Tom and Greg were pretty decent musicians and extremely creative, and one day Byron surprised us all by revealing that he was a hell of a singer. The three of them went into the studio and recorded some tracks that were mighty impressive to me at the time and I envied their talent. A couple years later they announced they were leaving for California to form a rock band. I went out and bought a bass guitar and joined them. Over the next year I learned a few basic blues riffs and we were off. There were some major ups and downs, but within another year or two the band Jupiter Sheep was playing clubs in Sacramento. Tom and I were the rhythm section, Greg had been booted for incessant drunkenness and bullying, and Byron was the lead singer. We added two new guitarists and two female vocalists, one of whom played gorgeous keyboards. We were, to be frank, pretty damned good.
For about five years I lived in the Sheephouse - our shared rehearsal space, with Byron as my housemate - and had long jam sessions several times a week while we dreamed of stardom. Things eventually fell apart. Half the band wasn’t as committed as Byron and me, and their desire to not starve won out. When our lead guitarist split for Seattle in desperation, we called it quits and the heartbreak was real and enduring. I still long for that wondrous time. The Time of Our Lives, as one of our signature songs was titled.

(Source records)
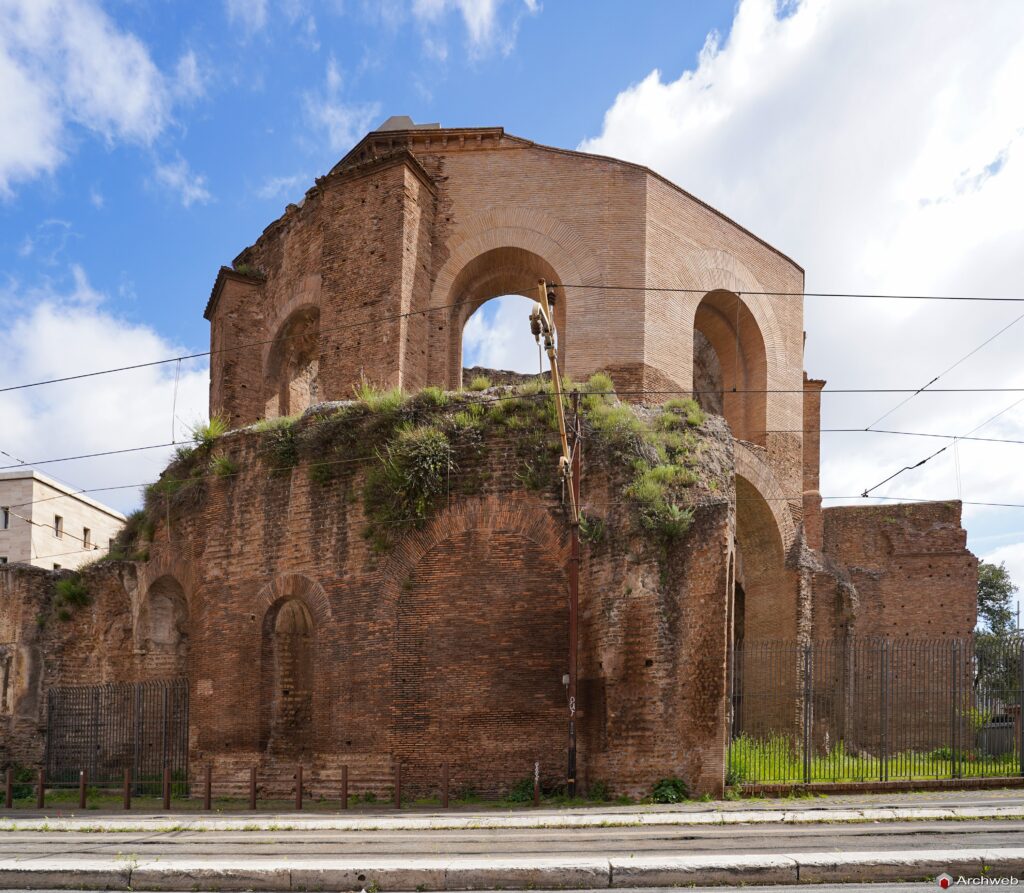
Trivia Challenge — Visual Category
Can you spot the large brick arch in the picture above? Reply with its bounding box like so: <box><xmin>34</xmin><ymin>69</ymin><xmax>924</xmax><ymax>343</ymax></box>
<box><xmin>430</xmin><ymin>213</ymin><xmax>606</xmax><ymax>387</ymax></box>
<box><xmin>385</xmin><ymin>497</ymin><xmax>568</xmax><ymax>791</ymax></box>
<box><xmin>255</xmin><ymin>573</ymin><xmax>333</xmax><ymax>628</ymax></box>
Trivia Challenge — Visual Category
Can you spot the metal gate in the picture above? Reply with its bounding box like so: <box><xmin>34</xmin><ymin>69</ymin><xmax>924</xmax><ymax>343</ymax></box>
<box><xmin>46</xmin><ymin>679</ymin><xmax>188</xmax><ymax>796</ymax></box>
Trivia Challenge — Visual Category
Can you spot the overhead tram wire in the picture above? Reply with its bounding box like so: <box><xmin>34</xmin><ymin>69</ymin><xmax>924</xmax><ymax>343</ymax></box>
<box><xmin>9</xmin><ymin>387</ymin><xmax>1024</xmax><ymax>477</ymax></box>
<box><xmin>6</xmin><ymin>283</ymin><xmax>1024</xmax><ymax>393</ymax></box>
<box><xmin>865</xmin><ymin>313</ymin><xmax>1024</xmax><ymax>431</ymax></box>
<box><xmin>11</xmin><ymin>380</ymin><xmax>1024</xmax><ymax>508</ymax></box>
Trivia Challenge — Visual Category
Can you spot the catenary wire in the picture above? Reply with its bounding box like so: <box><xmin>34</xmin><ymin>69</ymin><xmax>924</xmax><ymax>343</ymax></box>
<box><xmin>6</xmin><ymin>283</ymin><xmax>1024</xmax><ymax>393</ymax></box>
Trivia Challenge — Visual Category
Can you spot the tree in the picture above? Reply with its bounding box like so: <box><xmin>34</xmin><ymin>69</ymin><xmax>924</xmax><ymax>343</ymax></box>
<box><xmin>978</xmin><ymin>561</ymin><xmax>1017</xmax><ymax>636</ymax></box>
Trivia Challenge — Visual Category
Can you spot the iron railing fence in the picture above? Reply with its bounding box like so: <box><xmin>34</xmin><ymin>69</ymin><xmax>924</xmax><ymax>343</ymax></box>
<box><xmin>45</xmin><ymin>679</ymin><xmax>188</xmax><ymax>796</ymax></box>
<box><xmin>727</xmin><ymin>634</ymin><xmax>1024</xmax><ymax>783</ymax></box>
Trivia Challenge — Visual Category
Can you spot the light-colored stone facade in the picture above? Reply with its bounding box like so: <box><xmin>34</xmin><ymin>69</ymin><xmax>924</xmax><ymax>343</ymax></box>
<box><xmin>0</xmin><ymin>469</ymin><xmax>125</xmax><ymax>570</ymax></box>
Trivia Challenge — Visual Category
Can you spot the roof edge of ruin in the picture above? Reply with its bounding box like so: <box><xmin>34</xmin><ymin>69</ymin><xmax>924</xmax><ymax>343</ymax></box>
<box><xmin>328</xmin><ymin>127</ymin><xmax>806</xmax><ymax>275</ymax></box>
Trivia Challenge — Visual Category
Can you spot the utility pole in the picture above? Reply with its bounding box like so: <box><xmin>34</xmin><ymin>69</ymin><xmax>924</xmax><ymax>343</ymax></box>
<box><xmin>529</xmin><ymin>280</ymin><xmax>582</xmax><ymax>797</ymax></box>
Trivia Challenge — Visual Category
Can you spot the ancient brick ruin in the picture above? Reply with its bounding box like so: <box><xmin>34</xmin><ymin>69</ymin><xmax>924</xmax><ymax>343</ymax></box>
<box><xmin>0</xmin><ymin>122</ymin><xmax>976</xmax><ymax>794</ymax></box>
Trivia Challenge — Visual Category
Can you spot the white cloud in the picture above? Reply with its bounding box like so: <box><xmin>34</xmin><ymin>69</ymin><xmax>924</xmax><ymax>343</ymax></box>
<box><xmin>0</xmin><ymin>0</ymin><xmax>198</xmax><ymax>196</ymax></box>
<box><xmin>224</xmin><ymin>0</ymin><xmax>266</xmax><ymax>36</ymax></box>
<box><xmin>0</xmin><ymin>267</ymin><xmax>209</xmax><ymax>511</ymax></box>
<box><xmin>256</xmin><ymin>174</ymin><xmax>308</xmax><ymax>199</ymax></box>
<box><xmin>154</xmin><ymin>155</ymin><xmax>212</xmax><ymax>208</ymax></box>
<box><xmin>462</xmin><ymin>295</ymin><xmax>548</xmax><ymax>374</ymax></box>
<box><xmin>303</xmin><ymin>56</ymin><xmax>380</xmax><ymax>152</ymax></box>
<box><xmin>413</xmin><ymin>0</ymin><xmax>540</xmax><ymax>60</ymax></box>
<box><xmin>581</xmin><ymin>0</ymin><xmax>1024</xmax><ymax>548</ymax></box>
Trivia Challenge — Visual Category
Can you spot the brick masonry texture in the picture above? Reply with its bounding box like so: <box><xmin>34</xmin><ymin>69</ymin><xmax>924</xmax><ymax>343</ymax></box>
<box><xmin>0</xmin><ymin>128</ymin><xmax>976</xmax><ymax>797</ymax></box>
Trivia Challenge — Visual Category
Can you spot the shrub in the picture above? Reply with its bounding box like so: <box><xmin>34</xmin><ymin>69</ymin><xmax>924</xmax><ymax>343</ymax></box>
<box><xmin>191</xmin><ymin>416</ymin><xmax>227</xmax><ymax>450</ymax></box>
<box><xmin>355</xmin><ymin>379</ymin><xmax>406</xmax><ymax>413</ymax></box>
<box><xmin>210</xmin><ymin>456</ymin><xmax>239</xmax><ymax>477</ymax></box>
<box><xmin>664</xmin><ymin>397</ymin><xmax>707</xmax><ymax>428</ymax></box>
<box><xmin>505</xmin><ymin>775</ymin><xmax>534</xmax><ymax>803</ymax></box>
<box><xmin>650</xmin><ymin>777</ymin><xmax>690</xmax><ymax>803</ymax></box>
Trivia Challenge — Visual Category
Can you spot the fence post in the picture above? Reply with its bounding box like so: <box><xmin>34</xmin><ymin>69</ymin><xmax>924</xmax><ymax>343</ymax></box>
<box><xmin>879</xmin><ymin>639</ymin><xmax>889</xmax><ymax>781</ymax></box>
<box><xmin>804</xmin><ymin>643</ymin><xmax>814</xmax><ymax>784</ymax></box>
<box><xmin>1017</xmin><ymin>638</ymin><xmax>1024</xmax><ymax>775</ymax></box>
<box><xmin>949</xmin><ymin>639</ymin><xmax>959</xmax><ymax>778</ymax></box>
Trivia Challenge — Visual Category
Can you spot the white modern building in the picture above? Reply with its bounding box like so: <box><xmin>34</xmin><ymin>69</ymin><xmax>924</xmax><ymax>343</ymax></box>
<box><xmin>0</xmin><ymin>468</ymin><xmax>125</xmax><ymax>570</ymax></box>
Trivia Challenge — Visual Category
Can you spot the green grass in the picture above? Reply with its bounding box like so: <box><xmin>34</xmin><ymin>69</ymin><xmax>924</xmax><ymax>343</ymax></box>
<box><xmin>726</xmin><ymin>734</ymin><xmax>1020</xmax><ymax>784</ymax></box>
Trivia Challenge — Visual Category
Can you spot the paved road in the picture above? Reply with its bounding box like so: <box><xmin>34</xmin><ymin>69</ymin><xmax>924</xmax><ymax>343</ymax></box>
<box><xmin>0</xmin><ymin>820</ymin><xmax>1024</xmax><ymax>860</ymax></box>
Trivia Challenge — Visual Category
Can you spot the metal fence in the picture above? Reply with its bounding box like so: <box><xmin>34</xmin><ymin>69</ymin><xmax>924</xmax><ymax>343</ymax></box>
<box><xmin>727</xmin><ymin>635</ymin><xmax>1024</xmax><ymax>784</ymax></box>
<box><xmin>46</xmin><ymin>679</ymin><xmax>188</xmax><ymax>795</ymax></box>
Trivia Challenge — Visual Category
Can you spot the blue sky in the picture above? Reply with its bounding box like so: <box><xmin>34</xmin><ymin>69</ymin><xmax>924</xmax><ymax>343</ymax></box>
<box><xmin>0</xmin><ymin>0</ymin><xmax>1024</xmax><ymax>598</ymax></box>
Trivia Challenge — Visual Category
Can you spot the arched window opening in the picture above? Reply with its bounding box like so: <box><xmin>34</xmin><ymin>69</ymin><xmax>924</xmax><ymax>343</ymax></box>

_TASK DIRECTIONS_:
Continue the recollection about the band Jupiter Sheep, starting after its final sentence.

_FINAL ANSWER_:
Byron got married to one of our fans and had two amazing kids. I moved to San Francisco and eventually found my own soul mate and now we have a wonderful son of our own. Years later, the drive to create music fell upon me once again and I traveled up the road to join Byron with Missy, our incredible keyboardist, to turn the crazy new dream of a rock opera about a planet in love with its atmosphere into a reality. It’s called Planet and Sky, a cosmic rock opera and you can still find it online if you google it (and you really should). Byron sang lead on a couple songs and it was all done in his home studio with his expert hand on the controls. I was going through some new issues in my life, and he was the rock I needed. He was always there for me.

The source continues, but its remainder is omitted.